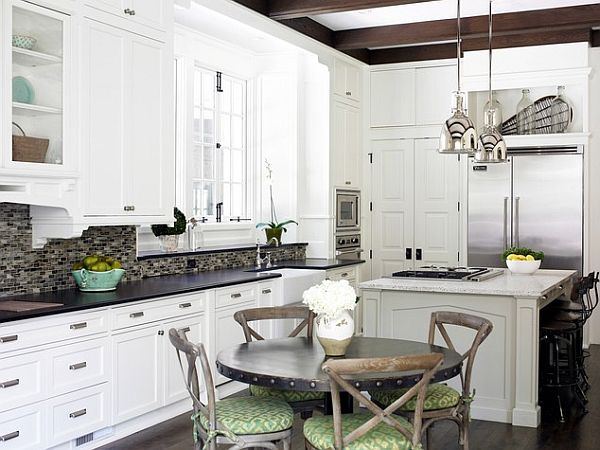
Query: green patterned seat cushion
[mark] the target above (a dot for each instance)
(439, 396)
(288, 396)
(318, 431)
(252, 415)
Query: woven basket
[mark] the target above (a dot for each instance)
(29, 149)
(541, 117)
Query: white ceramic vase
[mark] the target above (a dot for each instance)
(335, 334)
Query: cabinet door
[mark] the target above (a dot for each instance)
(137, 373)
(228, 332)
(392, 98)
(150, 152)
(103, 96)
(436, 205)
(195, 330)
(393, 206)
(346, 155)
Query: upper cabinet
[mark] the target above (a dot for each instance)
(151, 13)
(38, 129)
(411, 96)
(347, 81)
(127, 124)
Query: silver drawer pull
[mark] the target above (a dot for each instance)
(78, 366)
(9, 436)
(11, 338)
(81, 412)
(9, 383)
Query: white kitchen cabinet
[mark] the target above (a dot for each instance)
(347, 81)
(127, 126)
(415, 215)
(151, 13)
(347, 139)
(411, 96)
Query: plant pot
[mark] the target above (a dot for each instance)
(274, 233)
(335, 334)
(168, 243)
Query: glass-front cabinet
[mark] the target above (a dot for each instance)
(37, 83)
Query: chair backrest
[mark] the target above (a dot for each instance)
(275, 312)
(483, 328)
(193, 353)
(337, 368)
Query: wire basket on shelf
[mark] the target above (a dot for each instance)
(539, 116)
(29, 149)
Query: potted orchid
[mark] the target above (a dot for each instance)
(274, 228)
(332, 302)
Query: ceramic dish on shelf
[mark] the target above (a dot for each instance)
(22, 41)
(23, 90)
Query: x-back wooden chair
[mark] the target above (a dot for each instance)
(380, 428)
(242, 422)
(443, 402)
(301, 402)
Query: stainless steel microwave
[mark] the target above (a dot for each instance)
(347, 210)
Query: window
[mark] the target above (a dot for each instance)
(217, 159)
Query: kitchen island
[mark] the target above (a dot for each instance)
(505, 375)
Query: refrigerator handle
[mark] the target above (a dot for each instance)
(516, 225)
(505, 233)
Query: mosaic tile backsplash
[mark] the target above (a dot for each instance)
(25, 270)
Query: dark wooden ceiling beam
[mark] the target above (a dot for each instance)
(448, 51)
(291, 9)
(471, 27)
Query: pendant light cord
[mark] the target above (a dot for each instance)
(458, 43)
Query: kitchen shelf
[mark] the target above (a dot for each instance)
(34, 110)
(31, 58)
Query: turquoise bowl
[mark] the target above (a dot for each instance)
(90, 281)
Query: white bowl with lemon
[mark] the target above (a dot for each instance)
(523, 261)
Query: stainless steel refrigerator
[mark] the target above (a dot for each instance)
(535, 200)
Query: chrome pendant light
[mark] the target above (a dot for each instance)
(491, 147)
(458, 133)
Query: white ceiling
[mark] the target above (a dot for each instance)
(435, 10)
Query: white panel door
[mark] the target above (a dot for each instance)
(138, 373)
(195, 330)
(147, 120)
(392, 98)
(436, 205)
(393, 205)
(433, 87)
(104, 88)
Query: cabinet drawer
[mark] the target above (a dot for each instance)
(45, 330)
(22, 428)
(20, 380)
(78, 413)
(78, 366)
(147, 312)
(237, 294)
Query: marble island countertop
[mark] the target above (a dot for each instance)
(507, 284)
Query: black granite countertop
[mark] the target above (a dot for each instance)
(129, 291)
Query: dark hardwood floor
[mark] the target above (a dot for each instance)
(580, 432)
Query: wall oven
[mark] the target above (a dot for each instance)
(347, 210)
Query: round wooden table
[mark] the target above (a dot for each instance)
(295, 363)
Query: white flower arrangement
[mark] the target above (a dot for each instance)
(329, 298)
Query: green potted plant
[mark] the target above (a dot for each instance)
(274, 228)
(168, 236)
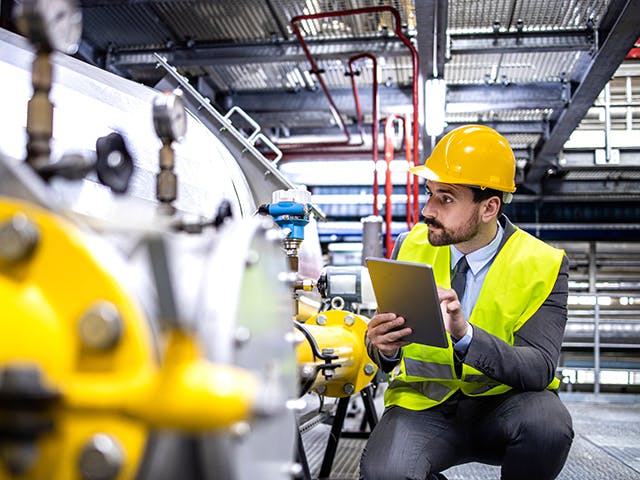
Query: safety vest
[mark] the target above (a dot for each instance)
(520, 279)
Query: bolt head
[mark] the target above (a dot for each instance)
(101, 458)
(18, 238)
(100, 327)
(349, 320)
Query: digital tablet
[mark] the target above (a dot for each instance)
(409, 290)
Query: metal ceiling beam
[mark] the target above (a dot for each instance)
(477, 98)
(240, 54)
(521, 42)
(304, 100)
(431, 16)
(506, 127)
(618, 30)
(460, 98)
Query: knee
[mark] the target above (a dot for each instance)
(551, 432)
(380, 467)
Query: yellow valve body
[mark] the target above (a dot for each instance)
(342, 332)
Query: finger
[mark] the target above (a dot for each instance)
(447, 294)
(397, 335)
(380, 319)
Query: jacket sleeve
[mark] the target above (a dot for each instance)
(530, 363)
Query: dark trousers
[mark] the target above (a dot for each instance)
(528, 433)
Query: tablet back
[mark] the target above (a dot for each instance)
(409, 290)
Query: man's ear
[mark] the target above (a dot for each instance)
(491, 208)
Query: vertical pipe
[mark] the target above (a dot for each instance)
(371, 237)
(414, 56)
(593, 289)
(411, 219)
(374, 108)
(607, 123)
(388, 186)
(629, 99)
(596, 346)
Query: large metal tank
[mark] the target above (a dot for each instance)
(197, 369)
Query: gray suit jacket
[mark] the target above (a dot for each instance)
(530, 363)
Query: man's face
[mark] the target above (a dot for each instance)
(452, 215)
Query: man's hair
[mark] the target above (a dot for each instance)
(480, 194)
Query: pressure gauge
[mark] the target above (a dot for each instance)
(169, 116)
(51, 24)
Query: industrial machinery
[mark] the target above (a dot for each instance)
(147, 314)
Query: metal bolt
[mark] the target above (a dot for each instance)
(18, 238)
(100, 327)
(240, 429)
(18, 457)
(307, 371)
(252, 258)
(101, 458)
(349, 320)
(242, 336)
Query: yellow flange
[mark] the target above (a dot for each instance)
(65, 315)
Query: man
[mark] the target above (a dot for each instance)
(491, 395)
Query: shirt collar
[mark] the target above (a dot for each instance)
(479, 258)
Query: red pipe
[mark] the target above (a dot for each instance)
(634, 53)
(414, 54)
(411, 219)
(374, 107)
(388, 186)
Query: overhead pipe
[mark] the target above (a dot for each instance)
(388, 185)
(411, 218)
(397, 28)
(374, 141)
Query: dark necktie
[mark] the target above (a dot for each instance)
(459, 279)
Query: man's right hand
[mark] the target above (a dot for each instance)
(385, 333)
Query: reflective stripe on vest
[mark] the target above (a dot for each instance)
(418, 368)
(519, 280)
(434, 391)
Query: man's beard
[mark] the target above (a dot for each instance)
(446, 236)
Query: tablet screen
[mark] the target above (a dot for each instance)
(409, 290)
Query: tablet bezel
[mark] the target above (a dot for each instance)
(409, 290)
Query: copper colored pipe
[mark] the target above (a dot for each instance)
(388, 186)
(411, 219)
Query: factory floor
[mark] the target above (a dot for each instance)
(606, 444)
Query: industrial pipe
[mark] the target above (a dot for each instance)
(388, 185)
(414, 54)
(374, 107)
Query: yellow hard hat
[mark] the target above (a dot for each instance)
(471, 155)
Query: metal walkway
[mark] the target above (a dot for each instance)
(606, 444)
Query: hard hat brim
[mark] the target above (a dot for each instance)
(427, 173)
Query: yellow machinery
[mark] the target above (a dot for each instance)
(132, 348)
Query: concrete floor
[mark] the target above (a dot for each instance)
(606, 445)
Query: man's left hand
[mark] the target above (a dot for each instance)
(454, 320)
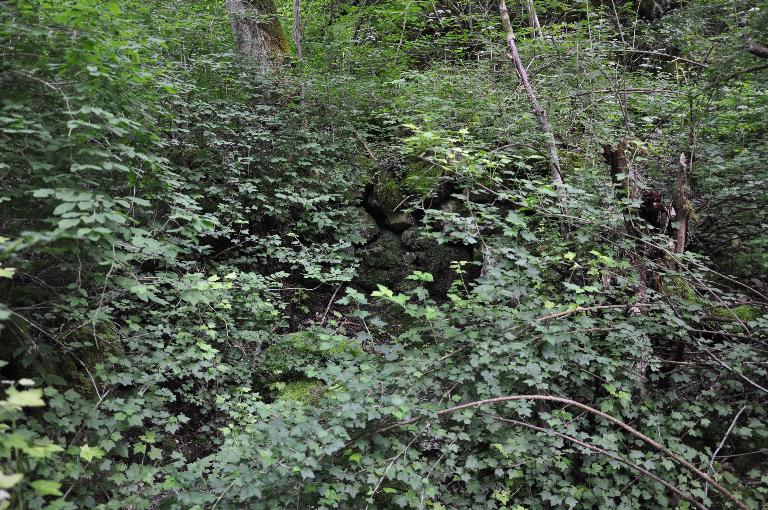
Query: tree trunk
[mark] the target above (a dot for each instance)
(541, 116)
(257, 30)
(681, 205)
(298, 32)
(533, 20)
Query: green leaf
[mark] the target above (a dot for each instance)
(26, 398)
(9, 481)
(46, 487)
(88, 453)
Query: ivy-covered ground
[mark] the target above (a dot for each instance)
(349, 282)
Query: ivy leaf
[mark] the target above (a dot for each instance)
(9, 481)
(26, 398)
(88, 453)
(46, 487)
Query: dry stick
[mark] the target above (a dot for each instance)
(730, 368)
(720, 446)
(610, 455)
(330, 304)
(658, 446)
(540, 114)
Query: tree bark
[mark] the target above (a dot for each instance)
(541, 117)
(758, 50)
(533, 20)
(681, 205)
(258, 34)
(298, 31)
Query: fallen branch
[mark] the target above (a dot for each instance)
(656, 445)
(541, 116)
(610, 455)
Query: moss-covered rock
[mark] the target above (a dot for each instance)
(743, 312)
(290, 354)
(305, 391)
(384, 262)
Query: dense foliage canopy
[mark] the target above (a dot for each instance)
(352, 279)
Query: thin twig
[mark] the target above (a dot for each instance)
(720, 446)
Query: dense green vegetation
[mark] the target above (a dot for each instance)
(350, 281)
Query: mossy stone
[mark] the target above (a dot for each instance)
(305, 391)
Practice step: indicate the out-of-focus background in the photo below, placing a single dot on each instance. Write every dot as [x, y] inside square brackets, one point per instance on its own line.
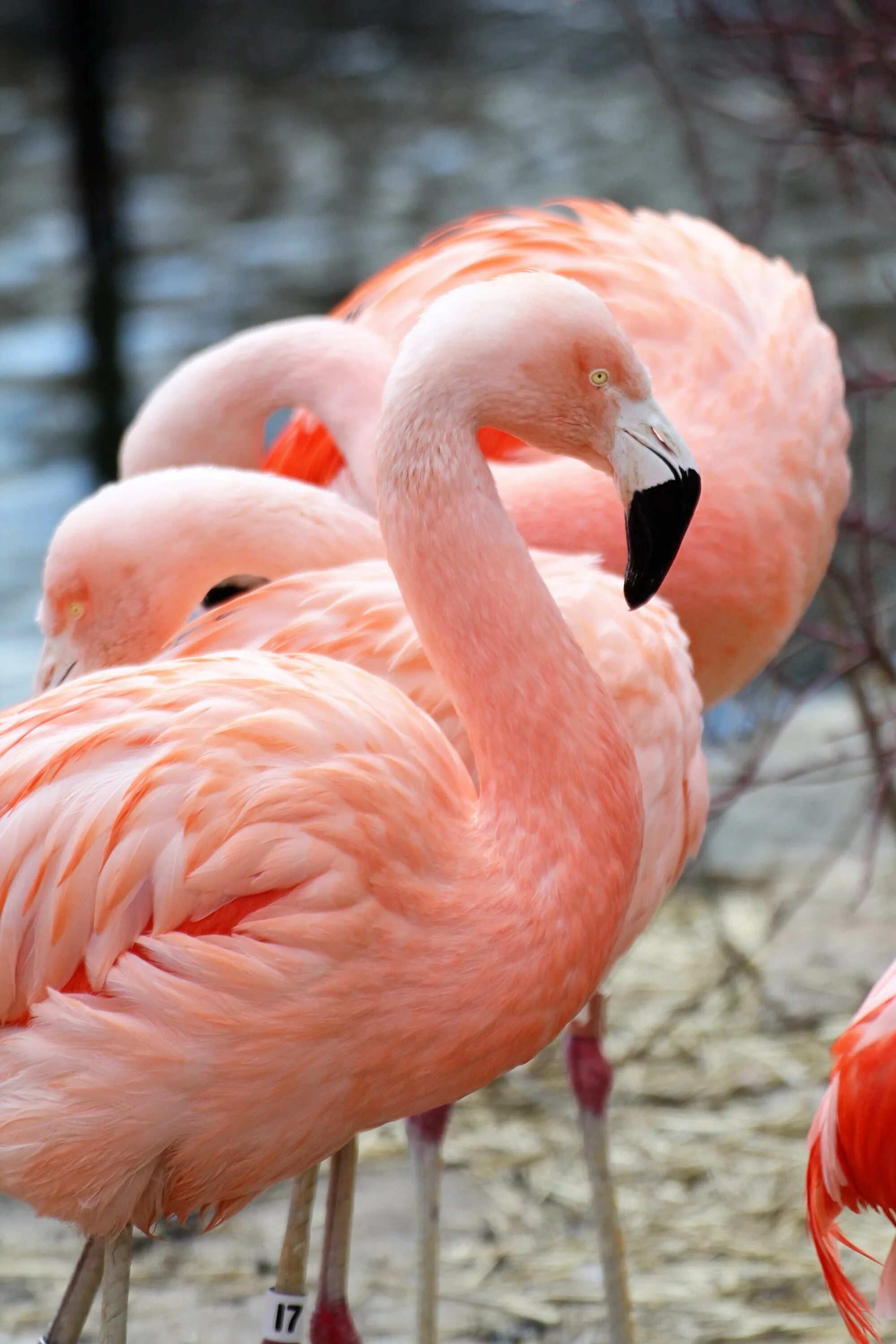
[174, 172]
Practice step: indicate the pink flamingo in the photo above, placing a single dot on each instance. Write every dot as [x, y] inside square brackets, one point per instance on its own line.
[426, 939]
[851, 1152]
[128, 566]
[739, 361]
[737, 353]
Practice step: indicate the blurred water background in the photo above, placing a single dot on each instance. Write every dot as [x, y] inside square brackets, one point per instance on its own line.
[272, 155]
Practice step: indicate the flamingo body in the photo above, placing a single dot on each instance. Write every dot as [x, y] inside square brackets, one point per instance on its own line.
[735, 351]
[139, 561]
[851, 1151]
[357, 613]
[252, 905]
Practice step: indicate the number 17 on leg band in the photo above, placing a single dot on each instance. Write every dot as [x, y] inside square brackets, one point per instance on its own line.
[284, 1318]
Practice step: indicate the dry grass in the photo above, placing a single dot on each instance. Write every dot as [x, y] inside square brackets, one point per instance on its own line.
[711, 1109]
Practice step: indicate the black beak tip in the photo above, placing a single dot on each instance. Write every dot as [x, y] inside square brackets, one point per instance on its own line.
[656, 526]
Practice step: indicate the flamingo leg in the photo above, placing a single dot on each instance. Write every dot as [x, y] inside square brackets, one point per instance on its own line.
[285, 1304]
[116, 1281]
[426, 1133]
[332, 1322]
[591, 1078]
[77, 1300]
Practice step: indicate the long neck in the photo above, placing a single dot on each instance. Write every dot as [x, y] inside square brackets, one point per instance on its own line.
[775, 480]
[559, 799]
[214, 406]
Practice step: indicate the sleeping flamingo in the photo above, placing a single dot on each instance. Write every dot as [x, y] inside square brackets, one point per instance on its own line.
[398, 940]
[753, 378]
[851, 1152]
[136, 560]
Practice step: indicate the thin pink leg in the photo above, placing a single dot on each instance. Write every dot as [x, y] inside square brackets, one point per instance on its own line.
[332, 1320]
[591, 1078]
[426, 1133]
[284, 1322]
[84, 1285]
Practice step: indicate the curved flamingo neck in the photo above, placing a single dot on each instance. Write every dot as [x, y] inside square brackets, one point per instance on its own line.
[214, 406]
[559, 806]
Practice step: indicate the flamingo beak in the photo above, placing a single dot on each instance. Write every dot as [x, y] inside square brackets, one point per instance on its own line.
[659, 483]
[56, 666]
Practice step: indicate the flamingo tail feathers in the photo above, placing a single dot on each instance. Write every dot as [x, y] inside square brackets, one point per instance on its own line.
[821, 1218]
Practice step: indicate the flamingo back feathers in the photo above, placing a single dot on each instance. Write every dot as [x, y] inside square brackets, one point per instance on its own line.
[357, 613]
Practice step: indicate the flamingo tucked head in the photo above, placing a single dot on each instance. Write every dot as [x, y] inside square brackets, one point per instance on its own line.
[583, 393]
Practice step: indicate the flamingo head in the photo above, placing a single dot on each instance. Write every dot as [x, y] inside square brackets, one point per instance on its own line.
[542, 358]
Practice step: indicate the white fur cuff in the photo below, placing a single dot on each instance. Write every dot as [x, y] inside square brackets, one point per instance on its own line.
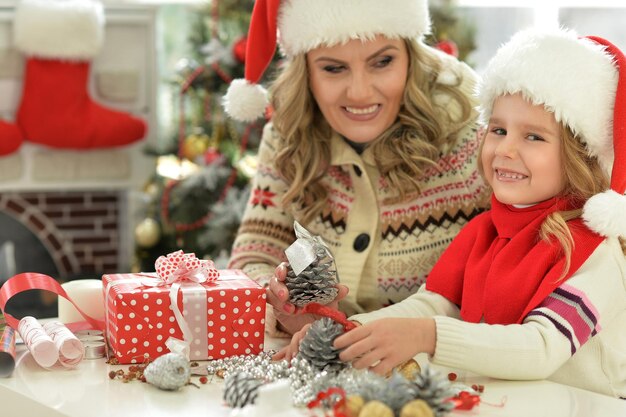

◆ ◆ ◆

→ ASSIGNED TASK: Would you please copy each line of the listing that contains the word "ceramic"?

→ YOUR SOLUTION:
Query: white ceramic vase
Query: ceramic dish on shelf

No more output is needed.